==== RECORDS SUPPLIED ====

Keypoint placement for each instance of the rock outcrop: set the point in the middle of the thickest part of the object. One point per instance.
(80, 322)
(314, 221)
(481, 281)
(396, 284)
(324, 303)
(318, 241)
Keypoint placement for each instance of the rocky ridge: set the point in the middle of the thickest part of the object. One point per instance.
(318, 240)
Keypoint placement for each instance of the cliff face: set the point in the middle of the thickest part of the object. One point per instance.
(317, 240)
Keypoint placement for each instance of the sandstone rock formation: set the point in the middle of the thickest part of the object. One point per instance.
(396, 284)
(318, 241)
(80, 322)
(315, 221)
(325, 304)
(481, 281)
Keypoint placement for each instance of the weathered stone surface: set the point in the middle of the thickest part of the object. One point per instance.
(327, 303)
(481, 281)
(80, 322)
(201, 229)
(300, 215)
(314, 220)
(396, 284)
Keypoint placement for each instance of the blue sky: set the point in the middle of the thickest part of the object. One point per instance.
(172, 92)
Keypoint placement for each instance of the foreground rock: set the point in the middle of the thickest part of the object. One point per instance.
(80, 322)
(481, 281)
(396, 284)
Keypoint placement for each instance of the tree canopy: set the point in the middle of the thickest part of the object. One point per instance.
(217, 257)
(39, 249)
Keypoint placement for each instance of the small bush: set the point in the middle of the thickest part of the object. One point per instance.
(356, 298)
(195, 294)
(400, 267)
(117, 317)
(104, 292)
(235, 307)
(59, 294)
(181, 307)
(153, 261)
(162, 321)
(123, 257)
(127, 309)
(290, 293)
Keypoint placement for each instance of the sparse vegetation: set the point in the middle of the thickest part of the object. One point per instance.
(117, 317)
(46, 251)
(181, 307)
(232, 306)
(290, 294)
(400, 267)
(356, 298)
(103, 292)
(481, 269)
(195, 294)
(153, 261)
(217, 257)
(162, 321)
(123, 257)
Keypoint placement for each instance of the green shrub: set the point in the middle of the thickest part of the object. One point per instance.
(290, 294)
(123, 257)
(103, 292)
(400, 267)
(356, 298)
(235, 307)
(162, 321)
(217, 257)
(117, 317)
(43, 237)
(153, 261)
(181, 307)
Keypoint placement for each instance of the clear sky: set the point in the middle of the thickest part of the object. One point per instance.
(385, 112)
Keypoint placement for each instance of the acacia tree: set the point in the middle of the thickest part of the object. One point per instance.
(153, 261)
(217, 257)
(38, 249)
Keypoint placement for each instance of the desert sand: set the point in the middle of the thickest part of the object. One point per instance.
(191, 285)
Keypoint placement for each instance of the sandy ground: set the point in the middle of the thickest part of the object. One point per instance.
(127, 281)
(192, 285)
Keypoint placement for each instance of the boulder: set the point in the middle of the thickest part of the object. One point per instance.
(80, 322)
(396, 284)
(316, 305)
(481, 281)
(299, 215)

====
==== RECORDS SUPPLIED ====

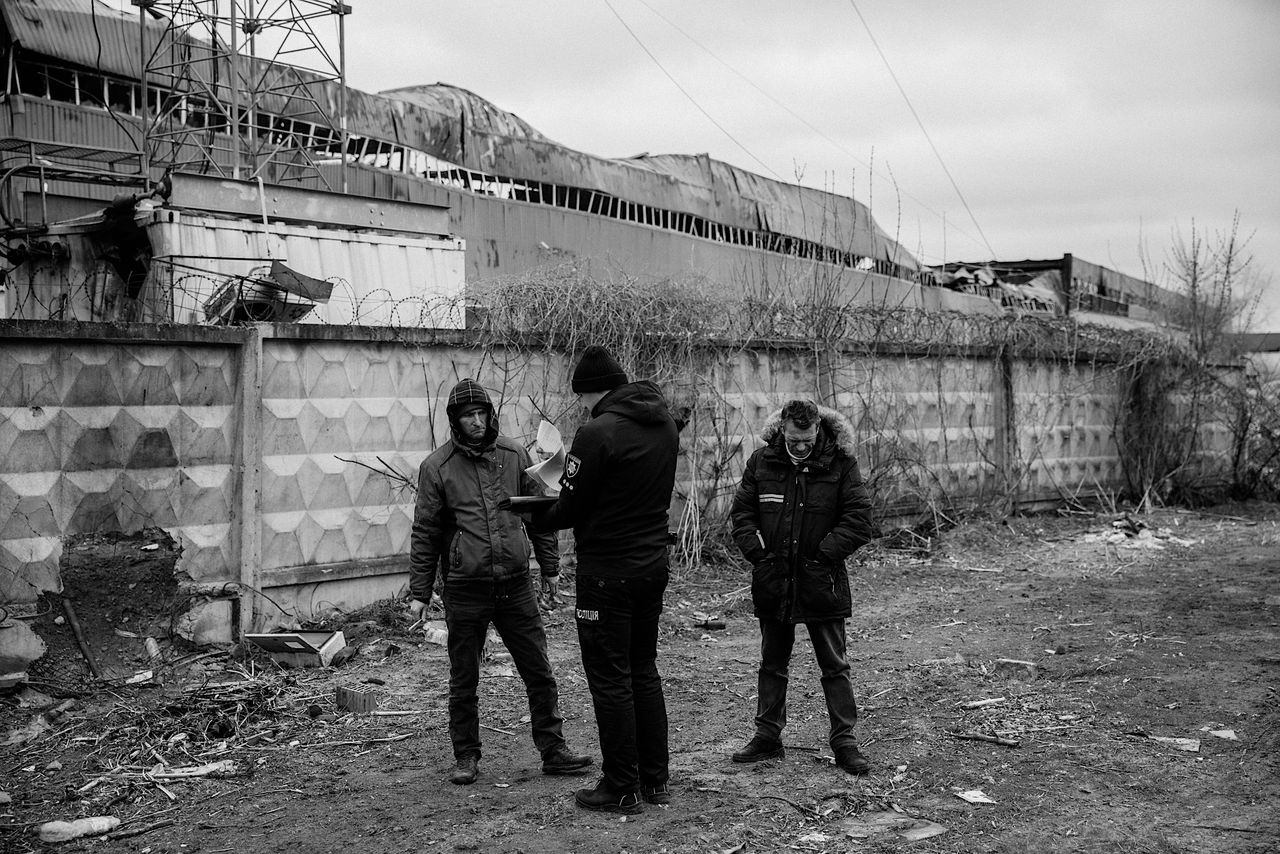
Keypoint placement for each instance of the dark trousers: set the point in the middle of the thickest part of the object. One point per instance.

====

§ **THE REQUEST**
Pull out every line from the entries above that contains the word "tree", and copy each such line in full.

§ **TASK RESPONSE**
Keypoint placement for each instance of the tree canopy: set the point in the middle of the thickest part of the object. One point per instance.
Keypoint placement for each instance of the acacia tree: set the point in the middle of the thickest part of the object. One point per instance.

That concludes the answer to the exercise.